▶ DOCUMENT SECTION:

..........

In 2010, when the murder took place, Rushing was already serving a 28-year prison sentence for killing his stepfather, who he believed had raped a young relative of his. (No evidence of the rape ever surfaced.)
At the Arizona State Prison Complex-Lewis, Rushing was forced to share a small isolation cell with Shannon Palmer, who had a history of mental illness and had been diagnosed with paranoid schizophrenia.
Palmer had been charged with criminal damage after he climbed a Salt River Project power pole during a thunderstorm and had to be talked down. He was reaching the end of his three-year sentence when Rushing killed him.
The cell was supposed to house one person, not two, and Palmer's erratic behavior aggravated Rushing, as Phoenix New Times detailed in a 2011 cover story.
Eventually, he snapped.
The brutal beating raised questions about the Arizona Department of Corrections' policies for housing inmates, as well as the lack of mental health services available to people like Shannon Palmer who wind up incarcerated because the state doesn't know what else to do with them.
In fact, after the murder, Rushing told Phoenix New Times writer Paul Rubin, "It makes no sense at all to put a murderer in a cell living assholes-to-elbows with a guy who is crazy and probably shouldn't be in prison at all. Bad things can happen in a house like that."
He explained, "Day after day and night after night of his paranoid bullshit, and his disrespect for women and children. It was almost pitch-black in there because they couldn't fix the lights. I couldn't read or think straight. This is what can happen."
During the trial, attorneys presented evidence that Palmer had still been alive when Rushing severed his penis with a shank that he'd fashioned from the blade of a disposable razor. He'd also wrapped a book in a bedsheet and used it to bash Palmer in the head, then gouged Palmer's throat open with the shank.

..........

▶ DATA TO EXAMINE:

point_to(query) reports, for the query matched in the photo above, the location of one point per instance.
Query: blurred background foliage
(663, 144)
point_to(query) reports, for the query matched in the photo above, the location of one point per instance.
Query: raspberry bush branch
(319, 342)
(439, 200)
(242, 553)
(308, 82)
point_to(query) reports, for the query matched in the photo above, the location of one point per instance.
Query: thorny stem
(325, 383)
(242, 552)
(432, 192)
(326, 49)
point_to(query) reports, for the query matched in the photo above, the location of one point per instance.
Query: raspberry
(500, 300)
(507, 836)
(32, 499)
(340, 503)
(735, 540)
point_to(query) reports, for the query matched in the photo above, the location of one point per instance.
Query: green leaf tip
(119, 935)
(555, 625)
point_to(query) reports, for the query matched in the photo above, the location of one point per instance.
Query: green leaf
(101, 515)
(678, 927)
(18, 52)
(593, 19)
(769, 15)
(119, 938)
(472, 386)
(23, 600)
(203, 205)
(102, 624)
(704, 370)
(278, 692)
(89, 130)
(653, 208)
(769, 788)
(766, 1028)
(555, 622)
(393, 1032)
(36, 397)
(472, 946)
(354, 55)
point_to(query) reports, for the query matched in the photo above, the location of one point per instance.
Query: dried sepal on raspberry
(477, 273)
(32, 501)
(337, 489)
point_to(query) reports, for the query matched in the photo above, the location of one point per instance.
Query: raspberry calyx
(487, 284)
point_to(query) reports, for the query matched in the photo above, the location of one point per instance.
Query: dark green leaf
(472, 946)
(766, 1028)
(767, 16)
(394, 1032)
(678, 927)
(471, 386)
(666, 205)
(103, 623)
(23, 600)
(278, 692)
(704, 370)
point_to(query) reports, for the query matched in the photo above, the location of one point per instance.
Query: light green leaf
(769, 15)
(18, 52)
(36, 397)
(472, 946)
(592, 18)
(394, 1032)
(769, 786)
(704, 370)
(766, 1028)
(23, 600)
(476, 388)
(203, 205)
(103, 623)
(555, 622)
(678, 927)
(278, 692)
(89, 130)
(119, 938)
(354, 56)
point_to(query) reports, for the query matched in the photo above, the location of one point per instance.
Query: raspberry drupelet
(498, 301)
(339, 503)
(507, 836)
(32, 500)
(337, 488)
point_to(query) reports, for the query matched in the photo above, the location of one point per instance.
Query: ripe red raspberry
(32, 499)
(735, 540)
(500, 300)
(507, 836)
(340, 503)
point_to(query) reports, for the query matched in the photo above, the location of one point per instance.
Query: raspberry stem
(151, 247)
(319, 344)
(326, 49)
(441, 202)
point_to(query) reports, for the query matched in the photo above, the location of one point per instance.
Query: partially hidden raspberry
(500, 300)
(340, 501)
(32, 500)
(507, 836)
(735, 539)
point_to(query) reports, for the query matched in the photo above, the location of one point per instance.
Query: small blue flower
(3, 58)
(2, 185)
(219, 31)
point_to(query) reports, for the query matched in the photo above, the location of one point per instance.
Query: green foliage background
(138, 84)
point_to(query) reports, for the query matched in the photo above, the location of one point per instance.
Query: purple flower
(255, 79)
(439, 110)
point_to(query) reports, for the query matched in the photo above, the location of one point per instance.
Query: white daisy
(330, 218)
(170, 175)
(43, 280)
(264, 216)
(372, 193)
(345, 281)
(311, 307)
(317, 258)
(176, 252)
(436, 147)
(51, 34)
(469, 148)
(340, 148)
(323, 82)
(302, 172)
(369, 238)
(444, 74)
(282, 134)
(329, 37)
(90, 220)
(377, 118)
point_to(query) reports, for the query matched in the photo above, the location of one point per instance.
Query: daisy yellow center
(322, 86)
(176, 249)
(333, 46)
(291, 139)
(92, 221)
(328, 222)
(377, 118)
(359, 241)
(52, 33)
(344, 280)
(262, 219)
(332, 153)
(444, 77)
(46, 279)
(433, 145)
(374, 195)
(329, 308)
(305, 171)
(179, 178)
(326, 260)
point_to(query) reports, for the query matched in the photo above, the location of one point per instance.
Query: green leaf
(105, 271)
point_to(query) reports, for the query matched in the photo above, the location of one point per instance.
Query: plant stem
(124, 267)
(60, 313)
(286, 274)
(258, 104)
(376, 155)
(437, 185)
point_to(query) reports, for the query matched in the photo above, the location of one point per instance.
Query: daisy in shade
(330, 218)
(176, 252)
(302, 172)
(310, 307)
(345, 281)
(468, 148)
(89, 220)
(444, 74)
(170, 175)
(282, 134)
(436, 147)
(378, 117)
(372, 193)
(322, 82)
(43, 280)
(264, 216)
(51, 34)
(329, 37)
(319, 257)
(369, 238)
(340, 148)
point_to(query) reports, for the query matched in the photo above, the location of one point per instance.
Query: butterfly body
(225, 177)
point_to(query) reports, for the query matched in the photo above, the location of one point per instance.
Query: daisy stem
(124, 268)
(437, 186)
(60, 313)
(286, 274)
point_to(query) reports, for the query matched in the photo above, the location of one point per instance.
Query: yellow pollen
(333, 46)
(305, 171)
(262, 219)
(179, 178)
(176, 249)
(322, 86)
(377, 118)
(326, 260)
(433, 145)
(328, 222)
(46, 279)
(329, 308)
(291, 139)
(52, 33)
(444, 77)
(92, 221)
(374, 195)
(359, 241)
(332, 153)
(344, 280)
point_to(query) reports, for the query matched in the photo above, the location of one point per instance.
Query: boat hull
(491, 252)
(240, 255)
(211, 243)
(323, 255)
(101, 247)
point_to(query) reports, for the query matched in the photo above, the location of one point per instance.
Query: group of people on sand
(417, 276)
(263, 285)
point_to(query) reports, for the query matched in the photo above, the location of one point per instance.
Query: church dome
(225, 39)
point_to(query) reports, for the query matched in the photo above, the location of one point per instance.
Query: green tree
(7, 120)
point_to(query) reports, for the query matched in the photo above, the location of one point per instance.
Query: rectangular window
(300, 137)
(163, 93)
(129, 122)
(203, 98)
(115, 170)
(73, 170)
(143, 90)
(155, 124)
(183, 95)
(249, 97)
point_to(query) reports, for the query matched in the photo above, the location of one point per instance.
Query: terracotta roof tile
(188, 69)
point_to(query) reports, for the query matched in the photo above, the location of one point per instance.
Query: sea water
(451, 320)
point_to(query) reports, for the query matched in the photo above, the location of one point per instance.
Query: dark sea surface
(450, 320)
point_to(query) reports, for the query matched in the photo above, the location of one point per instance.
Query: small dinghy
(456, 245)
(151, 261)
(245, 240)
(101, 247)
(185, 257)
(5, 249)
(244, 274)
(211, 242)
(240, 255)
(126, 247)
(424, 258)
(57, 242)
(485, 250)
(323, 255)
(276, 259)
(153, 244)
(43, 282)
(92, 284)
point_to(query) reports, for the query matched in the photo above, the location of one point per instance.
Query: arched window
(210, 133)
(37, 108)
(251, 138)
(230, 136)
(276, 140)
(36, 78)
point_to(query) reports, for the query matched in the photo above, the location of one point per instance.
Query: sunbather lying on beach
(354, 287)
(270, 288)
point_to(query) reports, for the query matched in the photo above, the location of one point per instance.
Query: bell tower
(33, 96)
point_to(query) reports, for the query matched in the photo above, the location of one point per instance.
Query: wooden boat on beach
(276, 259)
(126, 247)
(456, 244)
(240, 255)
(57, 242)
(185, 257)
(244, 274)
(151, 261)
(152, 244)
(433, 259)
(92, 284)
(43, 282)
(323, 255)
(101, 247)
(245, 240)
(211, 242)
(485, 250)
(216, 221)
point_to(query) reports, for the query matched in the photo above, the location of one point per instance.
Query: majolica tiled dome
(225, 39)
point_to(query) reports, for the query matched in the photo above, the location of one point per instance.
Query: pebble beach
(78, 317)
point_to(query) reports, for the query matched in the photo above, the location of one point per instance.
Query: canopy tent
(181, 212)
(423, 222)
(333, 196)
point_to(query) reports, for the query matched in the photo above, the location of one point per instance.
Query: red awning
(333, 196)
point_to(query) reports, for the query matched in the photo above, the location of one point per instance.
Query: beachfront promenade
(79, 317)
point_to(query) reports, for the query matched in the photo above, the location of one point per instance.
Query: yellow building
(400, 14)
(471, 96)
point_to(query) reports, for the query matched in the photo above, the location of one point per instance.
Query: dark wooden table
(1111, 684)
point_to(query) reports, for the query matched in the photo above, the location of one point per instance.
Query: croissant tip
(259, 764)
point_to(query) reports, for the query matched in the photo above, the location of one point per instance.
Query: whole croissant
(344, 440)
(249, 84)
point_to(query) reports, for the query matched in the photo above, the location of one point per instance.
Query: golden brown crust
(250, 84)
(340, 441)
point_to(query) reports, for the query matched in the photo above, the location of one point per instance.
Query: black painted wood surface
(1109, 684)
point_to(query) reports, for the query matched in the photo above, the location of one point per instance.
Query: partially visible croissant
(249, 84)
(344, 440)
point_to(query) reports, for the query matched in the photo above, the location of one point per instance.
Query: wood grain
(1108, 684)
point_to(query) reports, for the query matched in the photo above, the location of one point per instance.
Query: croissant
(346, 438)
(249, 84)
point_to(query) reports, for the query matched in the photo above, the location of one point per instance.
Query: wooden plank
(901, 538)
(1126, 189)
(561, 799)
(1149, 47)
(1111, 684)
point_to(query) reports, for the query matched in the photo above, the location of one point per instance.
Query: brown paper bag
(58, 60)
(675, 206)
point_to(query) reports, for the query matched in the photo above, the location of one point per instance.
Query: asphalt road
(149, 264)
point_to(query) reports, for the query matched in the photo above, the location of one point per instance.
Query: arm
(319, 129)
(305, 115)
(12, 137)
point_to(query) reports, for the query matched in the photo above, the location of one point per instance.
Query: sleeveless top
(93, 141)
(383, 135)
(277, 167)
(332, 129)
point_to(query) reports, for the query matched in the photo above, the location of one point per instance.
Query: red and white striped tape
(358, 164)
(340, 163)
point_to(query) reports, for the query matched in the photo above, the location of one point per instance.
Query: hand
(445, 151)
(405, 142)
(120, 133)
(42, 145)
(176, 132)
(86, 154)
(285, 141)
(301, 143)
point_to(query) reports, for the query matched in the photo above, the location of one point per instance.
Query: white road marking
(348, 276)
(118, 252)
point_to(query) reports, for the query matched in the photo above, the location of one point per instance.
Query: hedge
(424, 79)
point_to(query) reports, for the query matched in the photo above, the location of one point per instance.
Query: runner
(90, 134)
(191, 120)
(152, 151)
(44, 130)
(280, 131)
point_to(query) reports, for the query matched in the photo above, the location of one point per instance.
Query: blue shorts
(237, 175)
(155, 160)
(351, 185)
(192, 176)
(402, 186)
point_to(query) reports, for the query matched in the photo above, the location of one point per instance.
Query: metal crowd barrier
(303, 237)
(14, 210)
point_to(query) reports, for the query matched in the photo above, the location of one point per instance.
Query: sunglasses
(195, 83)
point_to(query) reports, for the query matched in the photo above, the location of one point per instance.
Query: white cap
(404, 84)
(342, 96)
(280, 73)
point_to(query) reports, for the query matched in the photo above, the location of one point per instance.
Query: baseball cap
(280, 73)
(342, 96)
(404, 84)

..........

▶ EXERCISE PROMPT:
Name every person identified by name in the account of the 2010 prison killing above.

▶ EXERCISE RESPONSE:
Rushing, Shannon Palmer, Paul Rubin